— WRITTEN PROBLEM A —
According to the biography of Sir Mian Abdul Rashid, in what year was he called to the Bar from the Middle Temple?

— EXCERPT TO READ —

Sir Mian Abdul Rashid, KCSI (; 29 June 1889 – 6 November 1981) was the first Chief Justice of Pakistan, legal philosopher, one of the founding fathers of Pakistan, and a jurist.

Education
He was born on 29 June 1889 in a well-known Arain family, namely Mian family of Baghbanpura of Lahore. He received his early education at Central Model School in Lahore, and got his B.A. from Forman Christian College, also in Lahore, and a Tripos and Masters from Christ's College, Cambridge University in 1912. 

In 1913, he was called to the Bar from the Middle Temple, London.

Law career
He started practising law at Multan and later shifted to Lahore in 1913 where he joined the chambers of Mian Muhammad Shafi. He was then appointed Assistant Legal Remembrancer. In the summer of 1923, he was appointed acting judge of Lahore High Court on recommendation of Shadi Lal, who was then Chief Justice of the said court. From 1927 to 1931, he officiated as Government of Punjab's Advocate. He was appointed Judge, Lahore High Court in 1933. In 1946, he was made Chief Justice of Judicature at Lahore, and was knighted in that year's Birthday Honours list.

First Chief Justice of Pakistan
On 15 August 1947, when Quaid-i-Azam Muhammad Ali Jinnah was sworn in as the first Governor-General of Pakistan, Rashid, as the most senior Muslim judge in British India, administered the oath of office to him.

Awards and recognition
 In 2005, the Government of Pakistan honoured him by naming a main road (7th Avenue) after him in the federal capital, Islamabad. The former Seventh Avenue down to Khayaban-i-Suhrawardy and the Kashmir Highway has been renamed Justice Sir Mian Abdul Rashid Avenue.

Contour labeling items
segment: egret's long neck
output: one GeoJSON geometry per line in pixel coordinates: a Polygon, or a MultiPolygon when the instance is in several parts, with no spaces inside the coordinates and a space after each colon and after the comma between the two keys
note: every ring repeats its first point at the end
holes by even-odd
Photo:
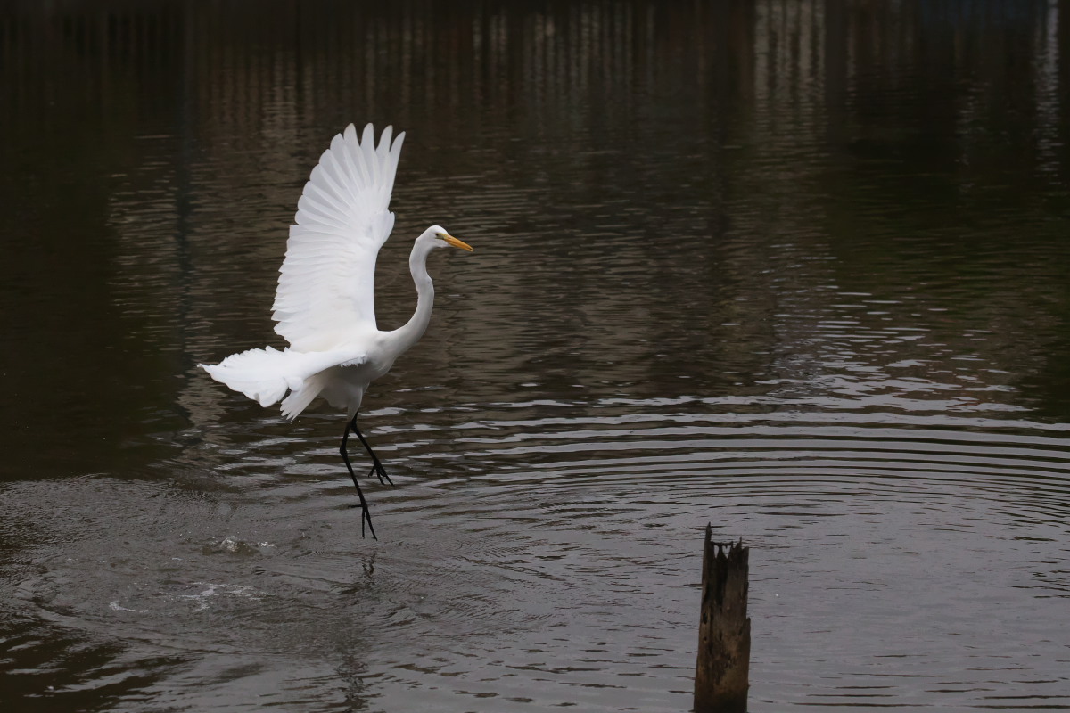
{"type": "Polygon", "coordinates": [[[416,284],[416,311],[413,312],[404,326],[398,327],[397,345],[398,354],[408,351],[413,344],[419,341],[431,321],[431,307],[434,306],[434,284],[431,276],[427,274],[427,255],[434,248],[417,243],[412,248],[409,255],[409,270],[412,273],[412,281],[416,284]]]}

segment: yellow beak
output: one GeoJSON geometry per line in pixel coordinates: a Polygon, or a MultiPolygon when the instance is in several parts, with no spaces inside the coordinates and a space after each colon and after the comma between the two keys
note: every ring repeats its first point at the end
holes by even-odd
{"type": "Polygon", "coordinates": [[[461,250],[468,250],[469,252],[475,251],[471,245],[469,245],[464,241],[458,241],[456,237],[449,235],[448,233],[446,234],[440,233],[440,235],[442,235],[442,239],[444,239],[448,245],[452,245],[455,248],[460,248],[461,250]]]}

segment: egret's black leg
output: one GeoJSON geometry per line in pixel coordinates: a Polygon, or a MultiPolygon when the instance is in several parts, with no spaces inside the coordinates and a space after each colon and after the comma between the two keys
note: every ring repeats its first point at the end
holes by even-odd
{"type": "Polygon", "coordinates": [[[371,470],[368,471],[368,477],[370,478],[371,474],[376,474],[377,476],[379,476],[380,483],[383,484],[389,483],[391,485],[393,485],[394,481],[391,480],[391,477],[386,475],[386,469],[383,467],[383,464],[379,462],[379,458],[376,455],[376,451],[371,450],[371,446],[368,445],[367,438],[365,438],[364,434],[361,433],[360,429],[356,428],[356,414],[353,414],[353,420],[349,422],[349,425],[347,428],[353,429],[353,433],[355,433],[356,437],[361,439],[361,443],[364,444],[364,448],[368,451],[368,455],[371,456],[372,466],[371,470]]]}
{"type": "Polygon", "coordinates": [[[376,528],[371,525],[371,512],[368,510],[368,501],[364,499],[364,493],[361,492],[361,483],[356,482],[356,474],[353,472],[353,465],[349,462],[349,453],[346,450],[348,443],[349,424],[347,423],[346,432],[341,434],[341,446],[338,448],[338,452],[341,453],[341,460],[346,462],[346,468],[349,469],[349,477],[353,479],[353,484],[356,485],[356,496],[361,498],[361,537],[364,537],[364,524],[368,523],[368,529],[371,530],[371,539],[378,540],[376,528]]]}

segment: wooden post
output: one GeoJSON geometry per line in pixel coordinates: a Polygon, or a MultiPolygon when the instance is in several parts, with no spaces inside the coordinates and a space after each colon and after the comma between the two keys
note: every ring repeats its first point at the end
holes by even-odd
{"type": "Polygon", "coordinates": [[[750,669],[747,559],[738,542],[706,541],[702,553],[702,618],[694,666],[696,713],[746,713],[750,669]]]}

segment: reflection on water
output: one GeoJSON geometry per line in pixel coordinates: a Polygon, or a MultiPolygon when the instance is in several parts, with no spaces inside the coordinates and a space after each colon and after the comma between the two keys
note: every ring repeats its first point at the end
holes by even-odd
{"type": "Polygon", "coordinates": [[[687,710],[702,527],[751,701],[1070,708],[1065,2],[0,10],[0,701],[687,710]],[[409,131],[421,345],[341,422],[274,339],[308,170],[409,131]],[[274,343],[274,342],[273,342],[274,343]]]}

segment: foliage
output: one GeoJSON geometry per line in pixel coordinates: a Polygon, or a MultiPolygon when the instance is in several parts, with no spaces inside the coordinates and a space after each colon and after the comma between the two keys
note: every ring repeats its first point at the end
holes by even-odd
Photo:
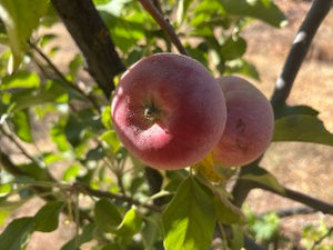
{"type": "MultiPolygon", "coordinates": [[[[93,2],[127,66],[174,51],[139,1],[93,2]]],[[[255,67],[243,58],[242,30],[253,20],[272,29],[285,23],[270,0],[161,2],[185,49],[214,76],[259,79],[255,67]]],[[[52,63],[61,44],[52,43],[57,36],[49,28],[61,21],[49,1],[0,0],[0,250],[23,249],[36,231],[62,227],[60,213],[78,228],[73,239],[58,246],[62,250],[92,241],[95,250],[204,250],[213,238],[222,239],[223,249],[241,249],[248,226],[258,240],[278,234],[274,213],[245,219],[232,203],[235,197],[225,186],[238,177],[234,169],[218,170],[205,159],[192,169],[157,172],[152,184],[145,167],[117,138],[110,100],[93,80],[80,82],[82,56],[73,54],[65,72],[52,63]],[[36,32],[40,28],[47,32],[36,32]],[[18,151],[22,157],[14,159],[11,153],[18,151]],[[63,171],[56,177],[52,171],[59,166],[63,171]],[[8,222],[6,218],[34,197],[46,202],[34,216],[8,222]]],[[[310,107],[281,107],[275,114],[275,142],[333,144],[333,136],[310,107]]],[[[256,163],[244,167],[238,179],[284,193],[279,180],[256,163]]],[[[303,233],[317,240],[312,228],[303,233]]]]}

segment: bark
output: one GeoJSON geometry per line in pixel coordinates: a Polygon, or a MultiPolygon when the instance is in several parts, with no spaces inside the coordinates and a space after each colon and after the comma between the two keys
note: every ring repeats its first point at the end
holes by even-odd
{"type": "Polygon", "coordinates": [[[80,48],[87,70],[109,98],[113,78],[125,70],[110,32],[91,0],[51,0],[58,16],[80,48]]]}

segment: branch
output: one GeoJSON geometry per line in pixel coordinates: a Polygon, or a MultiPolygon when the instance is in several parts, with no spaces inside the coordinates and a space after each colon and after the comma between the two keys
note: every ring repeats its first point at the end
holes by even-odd
{"type": "Polygon", "coordinates": [[[315,209],[317,211],[321,211],[323,213],[333,214],[333,203],[327,203],[327,202],[324,202],[322,200],[317,200],[313,197],[306,196],[302,192],[291,190],[289,188],[284,188],[284,192],[280,193],[279,191],[276,191],[276,190],[274,190],[274,189],[272,189],[272,188],[270,188],[265,184],[253,182],[253,181],[249,181],[249,182],[252,182],[253,188],[260,188],[260,189],[280,194],[280,196],[289,198],[293,201],[297,201],[297,202],[301,202],[303,204],[306,204],[307,207],[313,208],[313,209],[315,209]]]}
{"type": "Polygon", "coordinates": [[[333,228],[330,228],[330,230],[329,230],[324,236],[322,236],[319,240],[316,240],[316,241],[313,243],[311,250],[315,250],[315,248],[316,248],[316,247],[317,247],[325,238],[330,237],[331,233],[333,233],[333,228]]]}
{"type": "Polygon", "coordinates": [[[286,209],[281,209],[276,211],[269,211],[269,212],[263,212],[260,213],[259,217],[264,217],[265,214],[274,212],[279,218],[285,218],[285,217],[291,217],[291,216],[296,216],[296,214],[311,214],[314,213],[315,210],[309,207],[297,207],[297,208],[286,208],[286,209]]]}
{"type": "Polygon", "coordinates": [[[320,24],[329,13],[332,0],[314,0],[303,23],[301,24],[289,56],[285,60],[281,76],[271,98],[274,108],[283,106],[292,89],[293,82],[307,53],[311,41],[320,24]]]}
{"type": "MultiPolygon", "coordinates": [[[[50,60],[50,58],[40,49],[38,48],[34,43],[29,42],[29,46],[50,66],[50,68],[53,70],[53,72],[71,89],[73,89],[75,92],[78,92],[81,97],[87,99],[87,101],[91,102],[93,108],[101,113],[100,107],[97,103],[95,99],[90,96],[85,94],[83,90],[81,90],[78,86],[75,86],[73,82],[69,81],[63,73],[57,68],[57,66],[50,60]]],[[[42,68],[42,67],[41,67],[42,68]]]]}
{"type": "Polygon", "coordinates": [[[91,0],[51,0],[59,17],[80,48],[89,73],[110,98],[113,78],[125,70],[110,32],[91,0]]]}
{"type": "Polygon", "coordinates": [[[122,196],[122,194],[118,194],[118,193],[112,193],[112,192],[108,192],[108,191],[101,191],[101,190],[94,190],[91,189],[90,187],[88,187],[84,183],[75,183],[78,190],[82,193],[92,196],[92,197],[98,197],[98,198],[109,198],[112,200],[118,200],[118,201],[122,201],[122,202],[128,202],[129,204],[135,204],[139,207],[144,207],[147,209],[150,209],[152,211],[155,212],[161,212],[161,208],[154,204],[145,204],[145,203],[141,203],[140,201],[131,198],[131,197],[127,197],[127,196],[122,196]]]}
{"type": "Polygon", "coordinates": [[[167,33],[167,36],[170,38],[170,40],[175,46],[178,51],[182,54],[189,56],[186,49],[182,46],[172,26],[168,20],[163,18],[163,16],[157,9],[153,2],[151,0],[139,0],[139,1],[143,6],[143,8],[153,17],[153,19],[158,22],[158,24],[162,28],[162,30],[167,33]]]}

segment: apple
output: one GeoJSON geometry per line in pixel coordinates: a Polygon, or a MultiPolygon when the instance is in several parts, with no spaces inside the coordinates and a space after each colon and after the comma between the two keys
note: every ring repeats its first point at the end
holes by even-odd
{"type": "Polygon", "coordinates": [[[158,53],[121,77],[111,104],[114,130],[143,163],[192,166],[215,147],[226,120],[222,89],[196,60],[158,53]]]}
{"type": "Polygon", "coordinates": [[[226,124],[213,150],[213,160],[222,167],[240,167],[258,159],[270,146],[274,114],[270,101],[240,77],[218,79],[226,102],[226,124]]]}

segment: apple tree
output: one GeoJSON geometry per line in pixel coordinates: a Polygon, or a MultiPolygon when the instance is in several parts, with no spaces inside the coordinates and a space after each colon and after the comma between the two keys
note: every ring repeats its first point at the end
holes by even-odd
{"type": "MultiPolygon", "coordinates": [[[[331,6],[331,0],[312,2],[276,76],[272,143],[333,146],[316,110],[286,104],[331,6]]],[[[0,0],[0,250],[29,249],[33,233],[65,227],[60,216],[74,224],[73,238],[54,246],[61,250],[264,249],[270,242],[253,233],[253,224],[269,223],[264,233],[274,234],[279,218],[244,211],[252,189],[333,214],[333,204],[315,193],[282,186],[262,166],[263,154],[242,167],[221,167],[209,153],[178,170],[151,168],[114,130],[114,89],[142,58],[184,54],[214,78],[259,80],[255,66],[243,57],[242,30],[253,20],[282,28],[286,19],[273,1],[0,0]],[[65,46],[54,43],[59,26],[78,49],[61,66],[53,62],[65,46]],[[43,204],[34,214],[11,218],[37,198],[43,204]]],[[[205,92],[195,94],[210,101],[205,92]]],[[[332,231],[325,228],[311,242],[313,249],[332,231]]]]}

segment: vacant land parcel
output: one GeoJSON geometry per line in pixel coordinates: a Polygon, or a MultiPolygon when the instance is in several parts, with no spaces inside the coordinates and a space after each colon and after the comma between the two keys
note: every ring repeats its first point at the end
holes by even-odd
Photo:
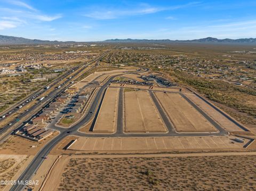
{"type": "Polygon", "coordinates": [[[124,90],[126,132],[166,132],[167,129],[149,93],[124,90]]]}
{"type": "Polygon", "coordinates": [[[242,131],[238,126],[226,118],[221,113],[214,110],[205,103],[203,100],[199,98],[194,94],[186,94],[186,96],[195,103],[200,108],[205,111],[209,116],[214,119],[222,127],[229,132],[242,131]]]}
{"type": "Polygon", "coordinates": [[[212,132],[217,129],[179,94],[155,92],[176,130],[212,132]]]}
{"type": "Polygon", "coordinates": [[[114,132],[116,129],[120,88],[108,88],[93,128],[94,132],[114,132]]]}

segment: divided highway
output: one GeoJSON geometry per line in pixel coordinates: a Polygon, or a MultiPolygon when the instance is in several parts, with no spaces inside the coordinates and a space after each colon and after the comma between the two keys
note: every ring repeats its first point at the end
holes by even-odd
{"type": "MultiPolygon", "coordinates": [[[[66,72],[65,74],[62,74],[58,77],[58,78],[57,78],[54,80],[54,81],[50,83],[50,85],[46,85],[46,87],[47,87],[47,86],[50,86],[51,87],[55,87],[55,86],[57,86],[57,84],[58,84],[60,80],[61,80],[63,79],[66,78],[67,76],[68,76],[70,74],[74,73],[74,75],[72,76],[71,78],[68,78],[67,79],[66,79],[62,84],[60,85],[61,86],[59,88],[57,88],[57,89],[54,89],[53,91],[50,92],[49,94],[47,95],[47,96],[44,99],[43,99],[42,102],[38,101],[35,104],[31,106],[26,111],[24,112],[22,114],[20,115],[19,116],[19,119],[22,119],[22,118],[25,117],[27,115],[29,114],[30,113],[33,112],[33,111],[35,111],[38,108],[43,108],[43,109],[45,108],[49,104],[52,103],[54,101],[54,99],[55,99],[58,96],[59,96],[60,95],[61,95],[61,94],[64,92],[64,90],[66,89],[67,89],[69,86],[71,86],[72,85],[72,84],[70,84],[68,83],[71,81],[74,80],[74,77],[76,77],[76,76],[77,76],[79,73],[79,72],[83,71],[83,70],[84,70],[89,65],[93,63],[94,63],[95,62],[98,61],[98,60],[99,60],[100,59],[102,59],[103,57],[106,56],[106,55],[108,54],[108,52],[109,51],[104,52],[103,53],[101,54],[100,55],[98,56],[97,57],[93,59],[92,60],[90,61],[90,62],[89,62],[85,64],[81,64],[79,66],[73,68],[71,70],[66,72]]],[[[11,112],[11,114],[13,114],[14,112],[18,112],[19,111],[19,109],[17,108],[17,105],[22,105],[23,104],[23,105],[25,106],[26,105],[25,104],[29,103],[30,102],[29,101],[29,102],[26,102],[27,101],[29,101],[29,99],[30,99],[30,101],[31,101],[32,99],[36,99],[37,97],[38,97],[40,96],[41,94],[45,93],[45,91],[47,89],[45,89],[45,87],[44,87],[43,88],[40,90],[37,90],[36,93],[33,94],[29,96],[28,97],[23,99],[22,101],[19,102],[19,104],[15,104],[15,106],[13,106],[11,107],[10,109],[9,109],[3,113],[3,114],[2,114],[2,116],[7,114],[10,112],[11,112]]],[[[40,111],[39,112],[40,112],[40,111]]],[[[32,115],[29,118],[29,120],[32,119],[34,117],[35,115],[32,115]]],[[[0,119],[0,120],[4,120],[4,118],[2,119],[0,119]]],[[[18,122],[19,122],[18,120],[13,121],[11,123],[12,123],[11,125],[6,125],[5,127],[2,127],[1,129],[0,129],[0,134],[3,134],[3,133],[4,133],[7,129],[11,128],[12,126],[13,126],[15,123],[17,123],[18,122]]],[[[4,138],[5,138],[5,137],[4,137],[4,138]]],[[[2,139],[3,139],[2,138],[1,140],[2,139]]]]}

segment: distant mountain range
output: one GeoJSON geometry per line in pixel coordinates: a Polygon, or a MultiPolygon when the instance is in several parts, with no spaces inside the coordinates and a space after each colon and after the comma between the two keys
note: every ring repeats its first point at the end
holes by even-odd
{"type": "Polygon", "coordinates": [[[149,39],[132,39],[127,38],[126,39],[109,39],[104,40],[103,42],[107,43],[243,43],[243,44],[256,44],[256,38],[239,38],[238,39],[231,39],[225,38],[219,39],[215,38],[207,37],[195,40],[172,40],[170,39],[149,40],[149,39]]]}
{"type": "MultiPolygon", "coordinates": [[[[104,41],[98,41],[99,43],[207,43],[207,44],[255,44],[256,38],[240,38],[238,39],[231,39],[225,38],[223,39],[219,39],[215,38],[207,37],[196,40],[172,40],[170,39],[132,39],[127,38],[126,39],[108,39],[104,41]]],[[[33,45],[33,44],[56,44],[62,43],[74,43],[75,41],[50,41],[41,40],[38,39],[29,39],[22,37],[16,37],[9,36],[0,35],[0,45],[33,45]]]]}
{"type": "MultiPolygon", "coordinates": [[[[22,37],[0,35],[0,45],[33,45],[33,44],[54,44],[63,43],[59,41],[41,40],[29,39],[22,37]]],[[[65,42],[67,43],[67,42],[65,42]]],[[[70,42],[71,43],[71,42],[70,42]]]]}

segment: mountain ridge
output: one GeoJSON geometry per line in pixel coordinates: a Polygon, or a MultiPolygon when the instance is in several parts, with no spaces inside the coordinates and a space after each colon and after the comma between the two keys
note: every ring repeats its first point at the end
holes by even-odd
{"type": "Polygon", "coordinates": [[[237,39],[232,39],[230,38],[225,38],[219,39],[216,38],[207,37],[194,40],[170,40],[167,39],[133,39],[127,38],[126,39],[112,39],[103,41],[108,43],[142,43],[142,42],[158,42],[158,43],[255,43],[256,44],[256,38],[239,38],[237,39]]]}
{"type": "MultiPolygon", "coordinates": [[[[124,39],[107,39],[103,41],[98,41],[94,42],[99,43],[228,43],[228,44],[256,44],[256,38],[239,38],[237,39],[232,39],[230,38],[225,38],[219,39],[216,38],[207,37],[194,40],[170,40],[165,39],[138,39],[127,38],[124,39]]],[[[39,39],[30,39],[22,37],[17,37],[10,36],[0,35],[0,45],[33,45],[33,44],[55,44],[61,43],[82,43],[76,42],[74,41],[50,41],[43,40],[39,39]]],[[[84,42],[85,43],[85,42],[84,42]]]]}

— WRITTEN PROBLEM B —
Copy the lines of the records from the line containing "segment: mountain ridge" through the end of the records, swapping "pixel coordinates" for "image coordinates" and leaving everything else unchanged.

— EXERCISE RESULT A —
1913

— EXERCISE RESULT B —
segment: mountain ridge
output: one GeoJSON geometry per line in image coordinates: a Polygon, or a MultiPolygon when the instance is in several parts, with no spaces inside the coordinates and a space after each colon and after the comma between the two keys
note: every ring repeats its first point at the end
holes by even-odd
{"type": "Polygon", "coordinates": [[[237,39],[232,39],[230,38],[225,38],[219,39],[216,38],[207,37],[194,40],[170,40],[167,39],[133,39],[127,38],[126,39],[112,39],[103,41],[108,43],[142,43],[142,42],[158,42],[158,43],[255,43],[256,44],[256,38],[239,38],[237,39]]]}
{"type": "MultiPolygon", "coordinates": [[[[124,39],[107,39],[103,41],[98,41],[94,42],[99,43],[228,43],[228,44],[256,44],[256,38],[239,38],[237,39],[232,39],[230,38],[225,38],[219,39],[216,38],[207,37],[194,40],[170,40],[165,39],[138,39],[127,38],[124,39]]],[[[39,39],[30,39],[22,37],[17,37],[10,36],[0,35],[0,45],[33,45],[33,44],[55,44],[61,43],[82,43],[76,42],[74,41],[50,41],[43,40],[39,39]]],[[[84,42],[85,43],[85,42],[84,42]]]]}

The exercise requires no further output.